◆ **What you will do**
**1)** Please translate this sentence from the endoscopy text into Spanish: "The camera transmits pictures and allows doctors to see what is happening inside."
**2)** Name every person mentioned by name in the endoscopy text.

◆ **Text section**
════

Digital cameras are very useful for taking holiday snaps, but they are also useful tools for imaging inside and outside the body. For example, dentists use digital imaging to improve diagnosis and treatment. Cameras on the end of probes that can move around inside your mouth are linked to screens, so the dentist can see more clearly inside the mouth and show the patient exactly what is going on. Digital camera technology includes endoscopy, capsule endoscopy and digital image-based elasto-tomography (DIET).
With endoscopy (Greek for “look inside”), a very small camera on the end of a flexible tube is inserted into the body through an opening, and manoeuvred around. The camera transmits pictures and allows doctors to see what is happening inside. This method is commonly used to check out a patient’s large intestine, to look for problems like tumours or inflammation. It can also be used to view the oesophagus and upper gastrointestinal tract.
At the beginning of last century, doctors tried to use lighted telescopes to look inside the human body. Most of these systems had rigid tubes, but a system with a flexible tube was invented by Dr Rudolph Schindler in the 1930s. The results from these devices were often frustrating, prompting young doctor Basil Hirschowitz to experiment with the use of fibre optics in the early 1950s.
At first, there was too much light lost in the process, so Hirschowitz, along with physics Professor C.W. Peters and student Larry Curtiss, decided to refine the technology. They discovered that, if they coated the fibres in another glass, loss of light was completely eliminated because the coating created a condition of total internal reflection where the light being transmitted was bounced off the glass cladding. This also meant the signal would still be transmitted if the fibre was curved.

════

◆ **Given entries**
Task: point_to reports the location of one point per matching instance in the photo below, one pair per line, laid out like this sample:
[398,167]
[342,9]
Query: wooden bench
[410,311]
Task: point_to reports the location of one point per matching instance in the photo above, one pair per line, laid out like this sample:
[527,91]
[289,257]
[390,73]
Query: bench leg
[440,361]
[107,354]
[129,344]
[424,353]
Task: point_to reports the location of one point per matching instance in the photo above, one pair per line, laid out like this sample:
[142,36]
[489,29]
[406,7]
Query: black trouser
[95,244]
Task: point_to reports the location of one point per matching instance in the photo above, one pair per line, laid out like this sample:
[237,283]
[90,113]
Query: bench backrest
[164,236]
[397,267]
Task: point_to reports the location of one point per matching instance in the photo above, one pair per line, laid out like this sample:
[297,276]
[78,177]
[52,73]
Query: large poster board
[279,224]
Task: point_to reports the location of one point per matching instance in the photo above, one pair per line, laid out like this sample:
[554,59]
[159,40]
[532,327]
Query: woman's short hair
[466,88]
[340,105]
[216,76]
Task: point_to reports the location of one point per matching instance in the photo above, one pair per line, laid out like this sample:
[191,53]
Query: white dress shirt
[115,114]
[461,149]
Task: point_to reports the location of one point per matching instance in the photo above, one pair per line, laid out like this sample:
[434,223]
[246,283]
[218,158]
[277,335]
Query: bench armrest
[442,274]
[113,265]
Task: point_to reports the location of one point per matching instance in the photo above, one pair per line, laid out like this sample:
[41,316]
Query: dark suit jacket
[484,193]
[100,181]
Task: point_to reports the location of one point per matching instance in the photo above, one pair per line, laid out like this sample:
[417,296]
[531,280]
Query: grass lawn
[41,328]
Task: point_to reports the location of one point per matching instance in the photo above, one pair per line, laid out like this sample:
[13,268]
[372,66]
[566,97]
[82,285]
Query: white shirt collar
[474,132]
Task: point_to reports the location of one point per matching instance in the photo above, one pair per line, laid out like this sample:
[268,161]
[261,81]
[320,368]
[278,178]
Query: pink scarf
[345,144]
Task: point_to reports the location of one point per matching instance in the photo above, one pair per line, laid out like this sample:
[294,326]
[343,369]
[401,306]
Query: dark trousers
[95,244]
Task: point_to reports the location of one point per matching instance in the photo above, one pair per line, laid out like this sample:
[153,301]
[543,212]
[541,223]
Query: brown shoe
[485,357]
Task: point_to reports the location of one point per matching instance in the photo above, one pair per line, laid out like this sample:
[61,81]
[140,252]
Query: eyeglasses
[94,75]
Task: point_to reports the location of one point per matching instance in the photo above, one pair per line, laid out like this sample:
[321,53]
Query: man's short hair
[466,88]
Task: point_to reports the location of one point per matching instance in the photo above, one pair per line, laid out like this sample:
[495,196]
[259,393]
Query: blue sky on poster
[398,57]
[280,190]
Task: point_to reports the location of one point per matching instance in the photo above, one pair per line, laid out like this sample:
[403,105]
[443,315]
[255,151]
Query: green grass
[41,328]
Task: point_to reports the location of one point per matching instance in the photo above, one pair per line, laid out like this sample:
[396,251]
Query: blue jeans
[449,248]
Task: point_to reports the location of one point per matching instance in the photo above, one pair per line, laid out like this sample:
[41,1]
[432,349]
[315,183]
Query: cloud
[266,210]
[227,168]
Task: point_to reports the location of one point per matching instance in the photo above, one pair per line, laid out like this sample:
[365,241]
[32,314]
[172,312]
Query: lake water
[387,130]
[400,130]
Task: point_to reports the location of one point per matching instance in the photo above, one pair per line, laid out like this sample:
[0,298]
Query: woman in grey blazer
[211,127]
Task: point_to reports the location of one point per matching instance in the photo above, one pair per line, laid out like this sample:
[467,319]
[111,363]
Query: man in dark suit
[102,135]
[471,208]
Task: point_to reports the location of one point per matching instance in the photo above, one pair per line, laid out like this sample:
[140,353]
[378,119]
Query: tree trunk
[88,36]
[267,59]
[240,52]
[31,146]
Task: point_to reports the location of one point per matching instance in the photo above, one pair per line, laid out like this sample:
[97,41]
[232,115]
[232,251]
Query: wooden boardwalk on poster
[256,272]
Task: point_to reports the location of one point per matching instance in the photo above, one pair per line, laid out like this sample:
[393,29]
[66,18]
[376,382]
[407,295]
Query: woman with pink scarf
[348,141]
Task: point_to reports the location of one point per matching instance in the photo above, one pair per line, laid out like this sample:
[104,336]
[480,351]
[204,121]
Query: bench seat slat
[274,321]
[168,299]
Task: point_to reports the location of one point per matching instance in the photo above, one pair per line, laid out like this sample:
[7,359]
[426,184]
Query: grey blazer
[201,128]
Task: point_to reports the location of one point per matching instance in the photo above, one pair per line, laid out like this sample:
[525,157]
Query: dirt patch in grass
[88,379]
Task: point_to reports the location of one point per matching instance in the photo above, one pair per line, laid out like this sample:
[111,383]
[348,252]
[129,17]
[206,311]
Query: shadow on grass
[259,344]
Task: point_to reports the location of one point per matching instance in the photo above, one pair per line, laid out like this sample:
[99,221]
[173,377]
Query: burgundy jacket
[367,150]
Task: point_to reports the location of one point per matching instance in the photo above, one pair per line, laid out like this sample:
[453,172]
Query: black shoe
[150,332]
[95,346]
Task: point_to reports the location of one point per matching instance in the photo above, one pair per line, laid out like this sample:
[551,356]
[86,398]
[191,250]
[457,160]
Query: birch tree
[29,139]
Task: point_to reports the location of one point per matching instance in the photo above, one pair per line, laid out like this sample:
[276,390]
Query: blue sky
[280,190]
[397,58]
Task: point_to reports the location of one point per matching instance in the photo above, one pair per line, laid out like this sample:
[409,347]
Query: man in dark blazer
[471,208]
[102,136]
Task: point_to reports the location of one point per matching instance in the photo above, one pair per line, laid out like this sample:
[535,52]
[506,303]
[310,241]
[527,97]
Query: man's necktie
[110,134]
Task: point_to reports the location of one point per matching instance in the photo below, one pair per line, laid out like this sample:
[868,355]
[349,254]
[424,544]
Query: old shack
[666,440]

════

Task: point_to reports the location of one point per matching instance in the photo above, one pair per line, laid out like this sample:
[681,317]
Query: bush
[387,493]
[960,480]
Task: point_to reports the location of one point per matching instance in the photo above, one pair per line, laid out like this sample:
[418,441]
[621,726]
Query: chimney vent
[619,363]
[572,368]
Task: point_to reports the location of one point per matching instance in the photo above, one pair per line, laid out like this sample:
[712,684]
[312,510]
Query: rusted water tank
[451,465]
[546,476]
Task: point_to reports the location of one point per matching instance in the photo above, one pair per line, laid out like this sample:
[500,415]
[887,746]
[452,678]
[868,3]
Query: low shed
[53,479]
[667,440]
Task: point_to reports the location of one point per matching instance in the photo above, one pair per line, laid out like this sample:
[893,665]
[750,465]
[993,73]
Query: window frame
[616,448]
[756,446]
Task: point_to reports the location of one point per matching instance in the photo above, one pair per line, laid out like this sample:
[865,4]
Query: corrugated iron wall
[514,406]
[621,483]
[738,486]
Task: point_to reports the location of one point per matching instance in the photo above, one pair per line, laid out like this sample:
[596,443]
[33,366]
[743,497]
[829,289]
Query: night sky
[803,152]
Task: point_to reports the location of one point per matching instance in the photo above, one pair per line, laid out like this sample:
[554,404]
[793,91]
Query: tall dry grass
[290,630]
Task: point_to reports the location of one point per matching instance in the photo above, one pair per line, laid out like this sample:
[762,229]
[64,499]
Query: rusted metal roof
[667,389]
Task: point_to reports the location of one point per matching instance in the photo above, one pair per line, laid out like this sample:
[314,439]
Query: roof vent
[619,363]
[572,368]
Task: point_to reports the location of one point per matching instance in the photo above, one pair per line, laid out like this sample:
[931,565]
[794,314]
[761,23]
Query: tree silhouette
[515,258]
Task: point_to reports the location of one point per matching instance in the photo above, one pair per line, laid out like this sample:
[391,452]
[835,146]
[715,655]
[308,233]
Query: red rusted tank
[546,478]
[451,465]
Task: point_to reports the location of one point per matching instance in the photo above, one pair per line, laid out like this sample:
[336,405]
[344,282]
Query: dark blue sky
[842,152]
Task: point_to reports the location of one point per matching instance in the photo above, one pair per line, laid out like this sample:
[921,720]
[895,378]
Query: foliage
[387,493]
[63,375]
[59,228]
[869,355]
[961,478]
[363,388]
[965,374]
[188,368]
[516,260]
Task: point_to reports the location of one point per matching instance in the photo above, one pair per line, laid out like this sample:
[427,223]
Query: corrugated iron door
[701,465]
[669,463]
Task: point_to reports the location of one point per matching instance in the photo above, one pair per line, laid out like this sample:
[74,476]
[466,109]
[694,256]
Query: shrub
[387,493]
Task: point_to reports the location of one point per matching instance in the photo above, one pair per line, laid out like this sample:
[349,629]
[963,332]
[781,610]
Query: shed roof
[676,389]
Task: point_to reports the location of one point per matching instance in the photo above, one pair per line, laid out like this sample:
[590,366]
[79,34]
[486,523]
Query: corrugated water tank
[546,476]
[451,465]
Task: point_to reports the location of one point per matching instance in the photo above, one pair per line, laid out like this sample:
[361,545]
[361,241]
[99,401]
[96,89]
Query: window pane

════

◆ **Results for each task**
**1)** La cámara transmite imágenes y permite a los médicos ver lo que está sucediendo en el interior.

**2)** Dr Rudolph Schindler, Basil Hirschowitz, C.W. Peters, Larry Curtiss